• [Задание 1]: Перепишите слово в слово часть фрагмента о начале войны, начиная со слов «А еще и то вело» и заканчивая словами «символ конца света.».
• [Задание 2]: Пожалуйста, перескажите короче абзац фрагмента о начале войны, который начинается словами «События легче развязать», и сохраните его главные факты.
• [Задание 3]: Перечислите средства войны, которые, согласно фрагменту о начале войны, XX век увидел или вдохнул на полях Первой мировой войны.

А еще и то вело к войне, что сознание людей XX века уже было отравлено, век выходил, вырастал из окопов Первой мировой войны, он уже вдохнул на ее полях отравляющих газов, увидел танки, увидел бомбовозы над собой, как библейское предсказание. И невозможное стало возможным, свершилось однажды, и с естественной неизбежностью следовал за этим пока незримый гриб атомного взрыва над Хиросимой, символ нашего века и символ конца света.
События легче развязать, чем остановить, и логика событий сильней логики людей. Когда фашистские армии стояли изготовясь у наших границ, когда весь мир по дипломатическим и иным каналам предупреждал, что война неминуема, а наша разведка сообщила заранее даже день и час вторжения в нашу страну, вот тут, поняв, быть может, что совершил, казня и уничтожая лучших, какие грядут последствия для нас, не готовых к войне, тут и начал Сталин позорно задабривать врага, которым пугал страну многие годы. И выпущено было трусливое заявление ТАСС:
«…По данным СССР, Германия так же неуклонно соблюдает условия Советско-германского пакта о ненападении, как и Советский Союз, ввиду чего, по мнению советских кругов, слухи о намерении порвать пакт и предпринять нападение на СССР лишены всяческой почвы, а происходившая в последнее время переброска германских войск, освободившихся от операции на Балканах, в восточные и северо-восточные районы Германии, связана, надо полагать, с другими мотивами, не имеющими касательства к советско-германским отношениям…»

• [Исходные записи]:
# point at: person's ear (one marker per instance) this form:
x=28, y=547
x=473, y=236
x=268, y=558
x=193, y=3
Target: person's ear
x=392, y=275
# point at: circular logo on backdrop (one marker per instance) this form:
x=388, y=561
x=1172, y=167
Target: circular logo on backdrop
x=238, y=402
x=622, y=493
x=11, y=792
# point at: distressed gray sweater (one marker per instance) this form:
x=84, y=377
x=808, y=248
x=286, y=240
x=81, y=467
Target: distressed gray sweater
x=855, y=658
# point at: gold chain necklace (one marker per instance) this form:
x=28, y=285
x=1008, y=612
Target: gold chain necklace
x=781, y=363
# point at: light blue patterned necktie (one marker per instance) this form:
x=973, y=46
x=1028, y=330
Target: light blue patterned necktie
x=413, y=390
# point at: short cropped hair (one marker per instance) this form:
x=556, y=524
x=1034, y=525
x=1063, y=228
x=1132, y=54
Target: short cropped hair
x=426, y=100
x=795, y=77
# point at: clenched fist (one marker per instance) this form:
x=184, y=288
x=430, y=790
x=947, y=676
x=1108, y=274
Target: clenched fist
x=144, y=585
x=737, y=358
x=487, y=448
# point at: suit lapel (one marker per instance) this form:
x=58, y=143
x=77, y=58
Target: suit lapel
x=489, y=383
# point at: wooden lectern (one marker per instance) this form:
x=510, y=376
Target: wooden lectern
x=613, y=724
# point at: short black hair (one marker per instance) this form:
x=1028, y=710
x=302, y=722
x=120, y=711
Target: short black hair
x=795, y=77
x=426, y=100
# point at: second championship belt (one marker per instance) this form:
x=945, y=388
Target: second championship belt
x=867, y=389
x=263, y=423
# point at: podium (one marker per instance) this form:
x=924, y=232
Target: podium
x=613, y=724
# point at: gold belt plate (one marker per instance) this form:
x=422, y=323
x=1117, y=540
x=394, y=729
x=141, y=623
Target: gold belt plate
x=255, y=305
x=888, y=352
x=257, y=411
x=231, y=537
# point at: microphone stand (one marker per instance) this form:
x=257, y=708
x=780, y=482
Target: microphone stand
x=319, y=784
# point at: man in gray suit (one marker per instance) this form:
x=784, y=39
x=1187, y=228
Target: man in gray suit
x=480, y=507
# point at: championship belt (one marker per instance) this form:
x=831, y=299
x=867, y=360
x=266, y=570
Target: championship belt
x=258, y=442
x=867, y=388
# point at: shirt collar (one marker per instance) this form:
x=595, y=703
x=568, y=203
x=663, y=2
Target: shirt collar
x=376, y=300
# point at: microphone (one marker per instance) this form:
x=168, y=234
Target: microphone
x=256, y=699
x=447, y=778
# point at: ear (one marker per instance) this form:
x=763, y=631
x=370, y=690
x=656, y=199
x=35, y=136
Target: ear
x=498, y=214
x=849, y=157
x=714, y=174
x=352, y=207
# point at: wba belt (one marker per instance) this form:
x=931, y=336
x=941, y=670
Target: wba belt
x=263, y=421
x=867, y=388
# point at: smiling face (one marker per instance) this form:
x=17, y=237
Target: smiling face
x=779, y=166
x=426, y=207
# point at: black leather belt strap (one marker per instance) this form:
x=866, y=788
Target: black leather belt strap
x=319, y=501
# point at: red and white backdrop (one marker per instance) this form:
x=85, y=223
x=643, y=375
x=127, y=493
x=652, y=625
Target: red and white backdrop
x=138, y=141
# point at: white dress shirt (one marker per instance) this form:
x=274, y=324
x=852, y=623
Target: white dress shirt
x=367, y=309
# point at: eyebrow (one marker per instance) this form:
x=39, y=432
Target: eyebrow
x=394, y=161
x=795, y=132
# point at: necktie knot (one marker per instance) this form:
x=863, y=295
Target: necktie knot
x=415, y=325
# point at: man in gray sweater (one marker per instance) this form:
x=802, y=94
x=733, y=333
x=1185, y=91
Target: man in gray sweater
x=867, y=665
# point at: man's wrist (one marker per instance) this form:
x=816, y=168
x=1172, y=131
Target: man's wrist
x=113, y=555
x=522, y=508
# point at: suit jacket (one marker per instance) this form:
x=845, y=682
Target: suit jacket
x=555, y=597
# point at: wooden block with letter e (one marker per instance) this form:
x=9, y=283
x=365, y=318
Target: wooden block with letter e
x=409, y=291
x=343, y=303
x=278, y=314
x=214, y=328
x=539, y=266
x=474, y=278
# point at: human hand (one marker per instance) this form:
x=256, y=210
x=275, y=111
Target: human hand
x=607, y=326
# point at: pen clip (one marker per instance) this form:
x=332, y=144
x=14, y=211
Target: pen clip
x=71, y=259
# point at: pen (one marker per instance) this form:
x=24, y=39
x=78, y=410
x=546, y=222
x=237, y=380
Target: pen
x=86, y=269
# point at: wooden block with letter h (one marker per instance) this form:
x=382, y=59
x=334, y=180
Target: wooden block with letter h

• [Итоговый ответ 1]:
А еще и то вело к войне, что сознание людей XX века уже было отравлено, век выходил, вырастал из окопов Первой мировой войны, он уже вдохнул на ее полях отравляющих газов, увидел танки, увидел бомбовозы над собой, как библейское предсказание. И невозможное стало возможным, свершилось однажды, и с естественной неизбежностью следовал за этим пока незримый гриб атомного взрыва над Хиросимой, символ нашего века и символ конца света.

• [Итоговый ответ 2]: События легче начать, чем остановить. Фашистские армии уже стояли у границ, весь мир предупреждал о неизбежной войне, а разведка заранее сообщила день и час вторжения. Тогда Сталин, возможно поняв последствия казней лучших людей и неготовности страны к войне, начал позорно задабривать врага, которым многие годы пугал страну. ТАСС выпустил трусливое заявление.

• [Итоговый ответ 3]:
- отравляющие газы
- танки
- бомбовозы